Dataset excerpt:
-.-.-
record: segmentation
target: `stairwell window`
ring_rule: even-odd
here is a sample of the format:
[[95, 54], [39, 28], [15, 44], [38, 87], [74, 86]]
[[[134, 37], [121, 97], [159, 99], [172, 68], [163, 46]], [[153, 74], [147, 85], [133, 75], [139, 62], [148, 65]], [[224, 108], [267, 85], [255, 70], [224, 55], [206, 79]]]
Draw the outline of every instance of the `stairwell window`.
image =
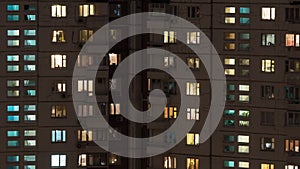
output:
[[67, 67], [67, 56], [61, 54], [51, 55], [51, 69]]

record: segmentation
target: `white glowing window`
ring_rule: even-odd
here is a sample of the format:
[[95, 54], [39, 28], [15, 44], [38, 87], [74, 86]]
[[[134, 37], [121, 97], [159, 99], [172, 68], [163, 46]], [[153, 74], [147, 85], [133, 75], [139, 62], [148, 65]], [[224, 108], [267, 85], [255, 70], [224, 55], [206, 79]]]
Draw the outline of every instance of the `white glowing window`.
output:
[[95, 5], [93, 4], [79, 5], [79, 16], [81, 17], [94, 16], [95, 13], [96, 13]]
[[66, 55], [51, 55], [51, 68], [65, 68], [67, 67], [67, 56]]
[[94, 81], [93, 80], [78, 80], [77, 81], [77, 91], [78, 92], [87, 92], [88, 96], [93, 96]]
[[200, 32], [187, 32], [187, 44], [200, 44]]
[[51, 155], [51, 167], [66, 167], [67, 155], [57, 154]]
-.-.-
Reproduce the entire listing above verbatim, leaving out the pictures.

record: segmentation
target: `stairwell window`
ring_rule: even-odd
here is a sample of the format:
[[95, 54], [39, 28], [15, 44], [38, 87], [74, 86]]
[[[134, 37], [121, 97], [159, 99], [172, 68], [163, 46]], [[153, 74], [147, 85], [133, 75], [139, 62], [148, 65]], [[224, 108], [267, 85], [255, 70], [224, 55], [206, 79]]]
Draw the outline of every instance of the `stairwell window`.
image =
output:
[[67, 67], [67, 56], [61, 54], [51, 55], [51, 69]]

record: segmentation
target: `white glowing window`
ring_rule: even-odd
here is a sample of the format:
[[95, 54], [39, 28], [15, 44], [38, 87], [74, 86]]
[[[134, 37], [121, 97], [159, 99], [172, 68], [163, 46]], [[153, 74], [147, 85], [133, 75], [139, 62], [148, 65]], [[224, 108], [267, 85], [255, 70], [224, 55], [206, 79]]]
Draw the outline of every instance of the `white glowing window`.
output:
[[95, 5], [93, 4], [79, 5], [79, 16], [81, 17], [94, 16], [95, 13], [96, 13]]
[[66, 55], [51, 55], [51, 68], [65, 68], [67, 67], [67, 56]]
[[94, 81], [93, 80], [78, 80], [77, 81], [77, 91], [78, 92], [87, 92], [88, 96], [93, 96]]
[[200, 32], [187, 32], [187, 44], [200, 44]]
[[51, 155], [51, 167], [66, 167], [67, 155], [57, 154]]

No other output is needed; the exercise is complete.